▶ **TAREFA A CUMPRIR**
Responda, com base no trecho sobre Ingrid Betancourt:
1. Qual é o título do livro que ela está lançando no Brasil?
2. Quem deu esse livro de presente a quem escreve o trecho?
3. Em quais emissoras e em que anos o documentário "Colombianos" foi exibido?

▶ **TRECHO**
====

EU, INGRID E A COLÔMBIA

        Ontem assisti a uma das raras entrevistas onde Jô Soares – apesar das interrupções fora de hora para deixar claro seu conceito de ética - deixou um convidado falar. Se tocou que a ex-senadora e ex- candidata a presidência da Colômbia , Ingrid Betancourt, tinha mais a dizer do que ele após quase sete anos de cativeiro na selva , refém das Farc. Ingrid está lançando no Brasil o livro “Não há silêncio que não termine”, um belo título por sinal.
  O livro me foi presenteado pela equipe de produção do “Roda Viva” que havia convidado a ex-senadora a participar do programa  mas que na última hora foi cancelado para azar dos telespectadores e meu que seria um dos entrevistadores. Tinha curiosidade profissional e pessoal de conversar com ela visto que estive em seu país muitas vezes entre 2001 e 2007 acompanhando a guerra interna que ali se trava o que resultou na realização e exibição do documentário “Colombianos” exibido pela Tv Cultura em 2007 e pela Tv Brasil em 2008.
       O tema Colômbia continua me sendo caro e daquele fascinante país não consigo me desprender pois algo me diz que ainda volto ao tema. É como se a Colômbia fosse para mim um karma do bem. Deixei caras amigas por lá e aprendi que eles se assemelham a nosotros muito mais do que imagina a vã filosofia maniqueista de nossa mídia. Aliás, por tudo isso, eu tinha interesse em trocar meia duzia de palavras com Ingrid.

====

Registros de origem:

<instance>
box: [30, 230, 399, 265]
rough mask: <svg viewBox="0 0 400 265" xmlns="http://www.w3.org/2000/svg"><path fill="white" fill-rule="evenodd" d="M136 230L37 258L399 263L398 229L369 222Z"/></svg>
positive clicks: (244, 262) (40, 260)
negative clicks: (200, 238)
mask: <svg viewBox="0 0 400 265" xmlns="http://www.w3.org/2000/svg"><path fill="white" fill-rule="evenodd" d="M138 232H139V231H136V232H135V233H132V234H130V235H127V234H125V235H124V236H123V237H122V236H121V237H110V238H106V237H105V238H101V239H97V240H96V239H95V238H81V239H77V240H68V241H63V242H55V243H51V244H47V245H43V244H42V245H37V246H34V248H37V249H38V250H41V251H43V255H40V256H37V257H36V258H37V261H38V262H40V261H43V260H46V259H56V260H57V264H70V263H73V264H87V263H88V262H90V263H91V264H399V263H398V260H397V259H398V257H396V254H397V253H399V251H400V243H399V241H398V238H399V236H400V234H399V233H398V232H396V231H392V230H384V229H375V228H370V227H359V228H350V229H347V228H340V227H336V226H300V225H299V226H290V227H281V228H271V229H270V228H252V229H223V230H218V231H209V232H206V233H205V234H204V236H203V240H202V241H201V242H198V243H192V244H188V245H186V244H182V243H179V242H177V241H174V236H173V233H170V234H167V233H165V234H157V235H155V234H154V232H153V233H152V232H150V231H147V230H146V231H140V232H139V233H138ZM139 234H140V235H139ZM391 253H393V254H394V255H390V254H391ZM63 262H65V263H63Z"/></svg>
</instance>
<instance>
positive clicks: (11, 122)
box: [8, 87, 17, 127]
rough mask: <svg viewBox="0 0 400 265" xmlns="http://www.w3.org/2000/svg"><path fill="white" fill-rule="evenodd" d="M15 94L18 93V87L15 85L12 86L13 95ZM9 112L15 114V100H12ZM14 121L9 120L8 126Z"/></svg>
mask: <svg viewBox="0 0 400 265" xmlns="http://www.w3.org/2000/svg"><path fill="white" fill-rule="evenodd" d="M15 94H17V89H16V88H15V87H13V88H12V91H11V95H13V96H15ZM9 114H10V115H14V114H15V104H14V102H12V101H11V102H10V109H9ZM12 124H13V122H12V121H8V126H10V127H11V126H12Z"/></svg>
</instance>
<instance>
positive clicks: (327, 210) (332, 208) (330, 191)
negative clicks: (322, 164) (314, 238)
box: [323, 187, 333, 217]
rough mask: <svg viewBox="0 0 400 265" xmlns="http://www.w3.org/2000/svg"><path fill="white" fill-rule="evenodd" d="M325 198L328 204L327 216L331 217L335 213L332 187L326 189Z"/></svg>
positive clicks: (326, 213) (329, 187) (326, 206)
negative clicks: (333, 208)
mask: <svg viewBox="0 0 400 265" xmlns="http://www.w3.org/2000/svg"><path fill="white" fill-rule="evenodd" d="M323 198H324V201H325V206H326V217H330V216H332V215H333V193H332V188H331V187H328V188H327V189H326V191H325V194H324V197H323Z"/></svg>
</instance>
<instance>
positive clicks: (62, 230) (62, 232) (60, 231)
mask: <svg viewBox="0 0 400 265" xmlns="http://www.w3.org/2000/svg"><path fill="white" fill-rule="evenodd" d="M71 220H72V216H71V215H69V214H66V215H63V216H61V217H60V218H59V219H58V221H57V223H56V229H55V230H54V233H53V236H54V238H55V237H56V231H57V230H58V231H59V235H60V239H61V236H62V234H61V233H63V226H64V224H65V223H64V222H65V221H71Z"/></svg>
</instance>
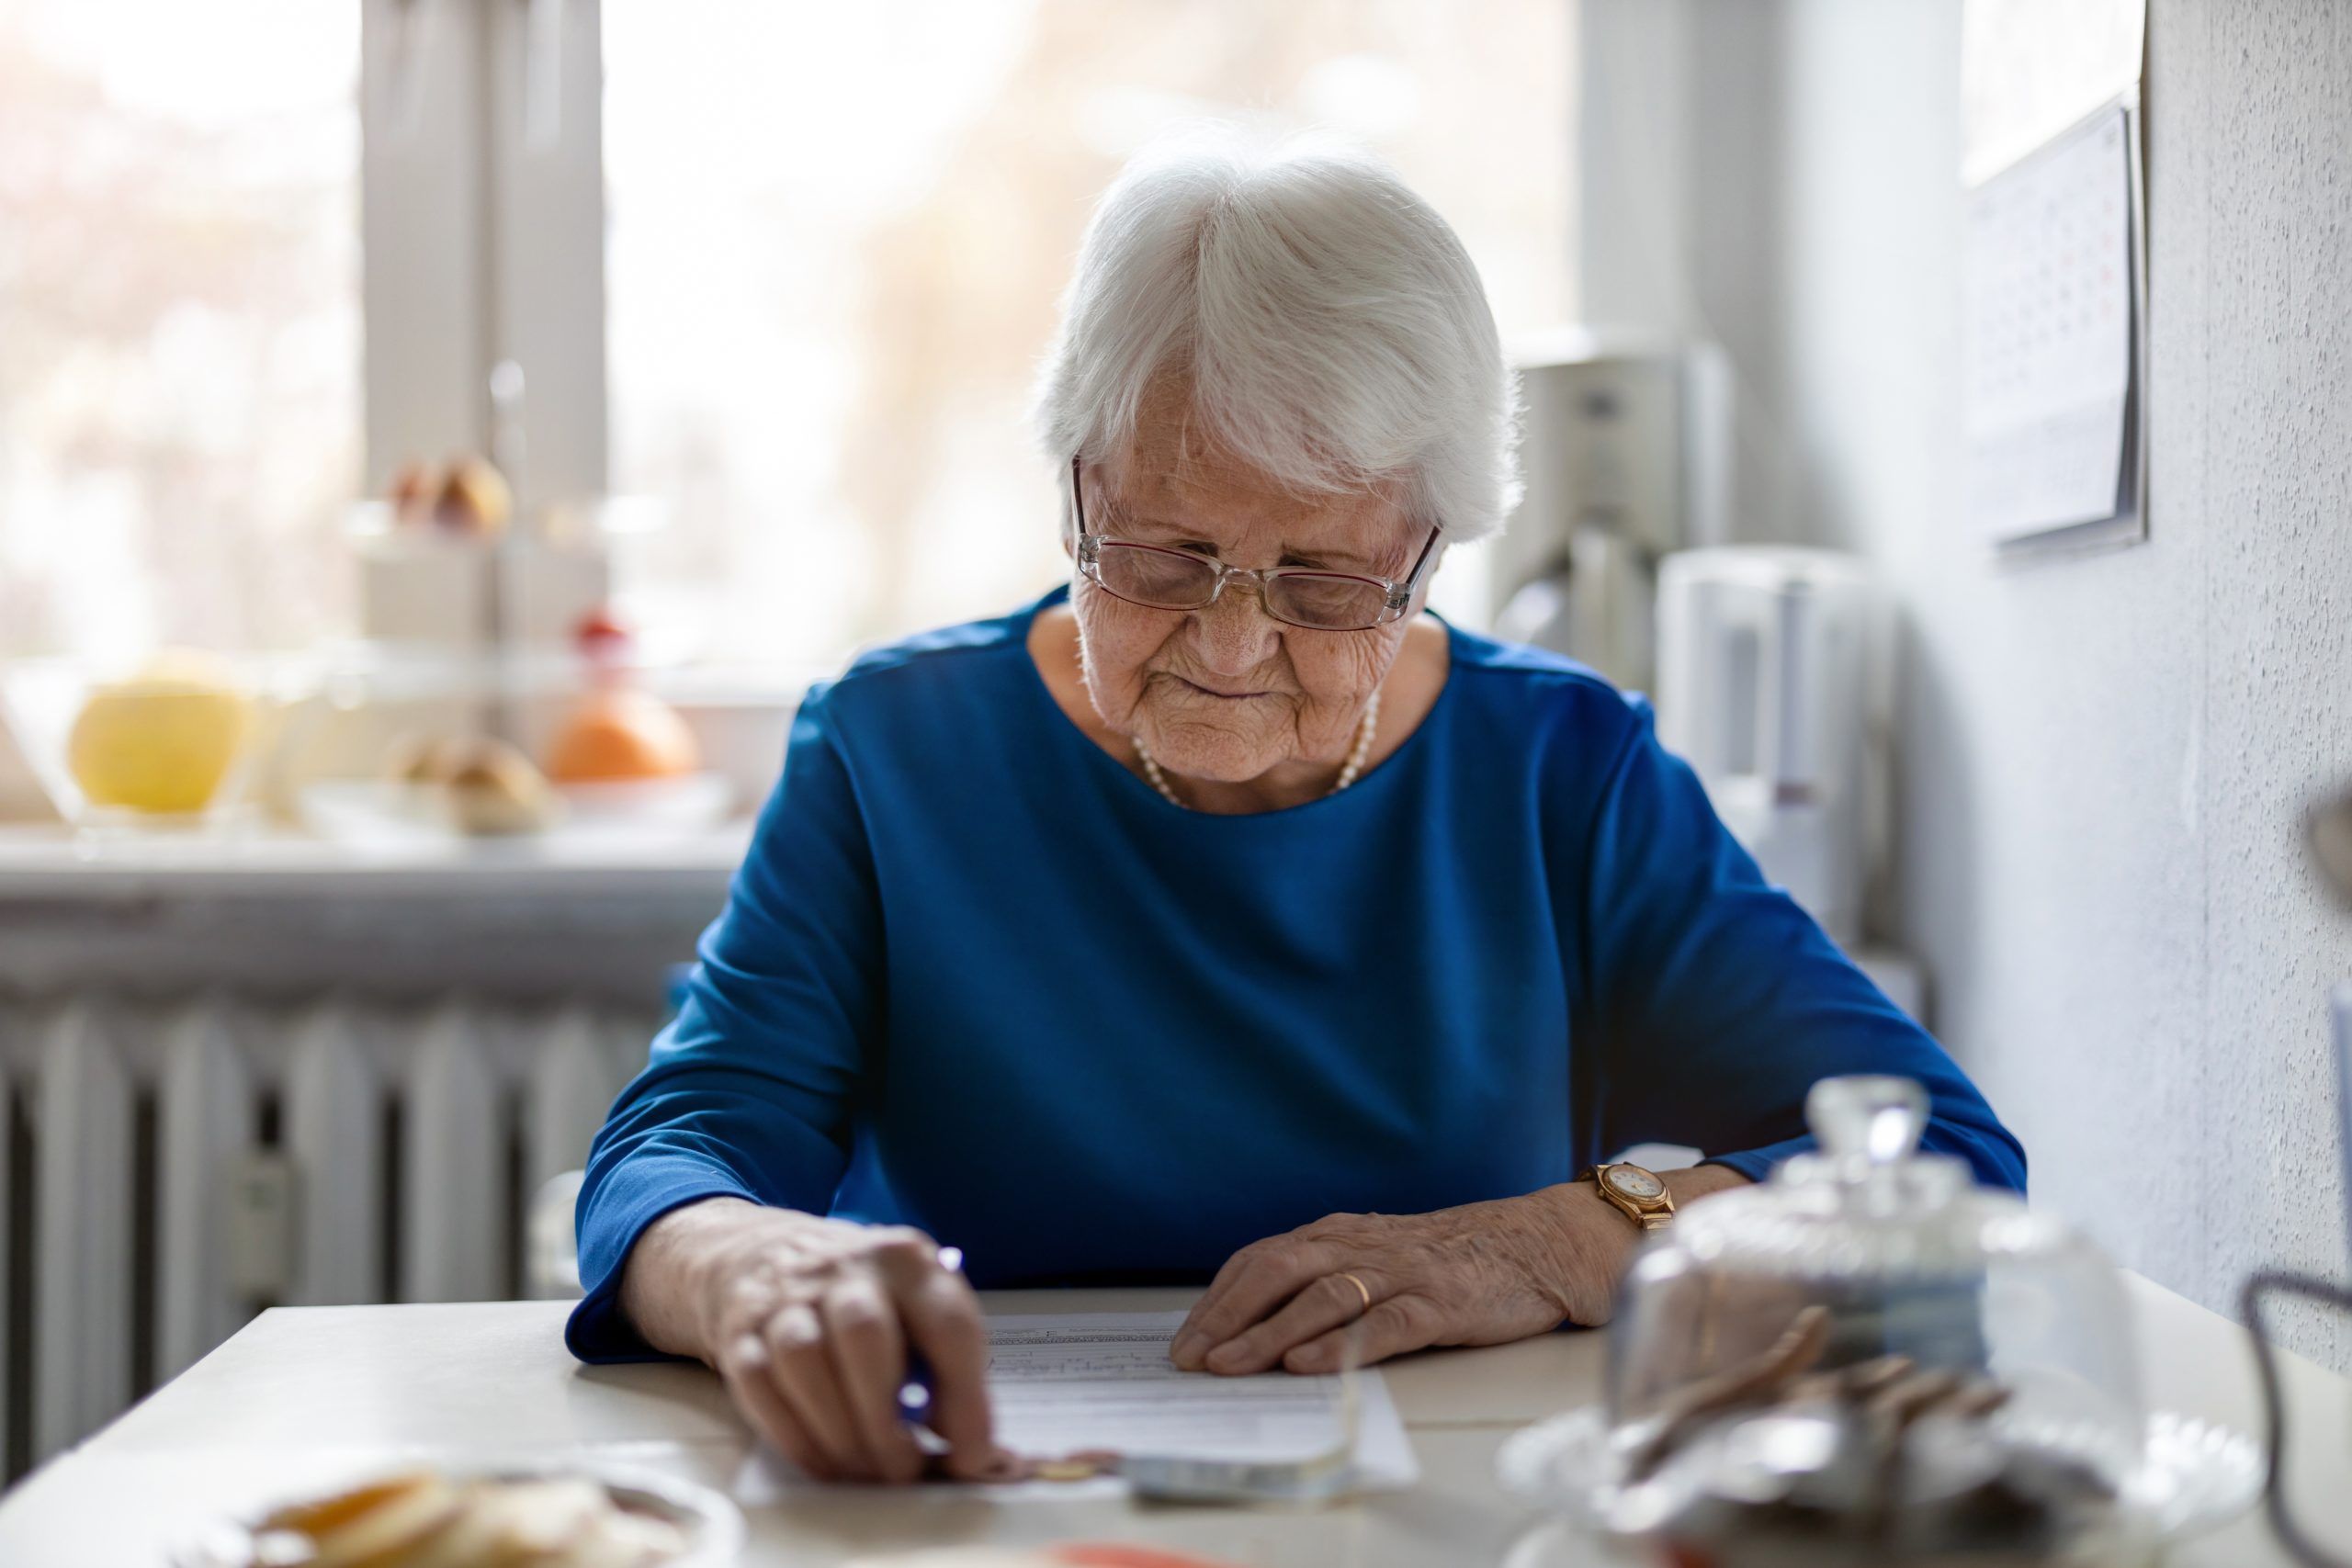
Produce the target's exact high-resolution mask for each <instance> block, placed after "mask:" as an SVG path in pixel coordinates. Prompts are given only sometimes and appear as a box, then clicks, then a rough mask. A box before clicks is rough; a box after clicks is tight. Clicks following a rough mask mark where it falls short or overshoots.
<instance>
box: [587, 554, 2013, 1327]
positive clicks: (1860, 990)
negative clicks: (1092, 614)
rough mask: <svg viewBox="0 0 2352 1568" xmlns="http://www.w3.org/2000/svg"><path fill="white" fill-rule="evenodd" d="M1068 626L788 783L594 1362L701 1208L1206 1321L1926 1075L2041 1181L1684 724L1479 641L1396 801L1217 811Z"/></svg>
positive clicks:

====

▶ **RESPOSTA ABAIXO**
1. "Não há silêncio que não termine".
2. A equipe de produção do "Roda Viva".
3. Na Tv Cultura em 2007 e na Tv Brasil em 2008.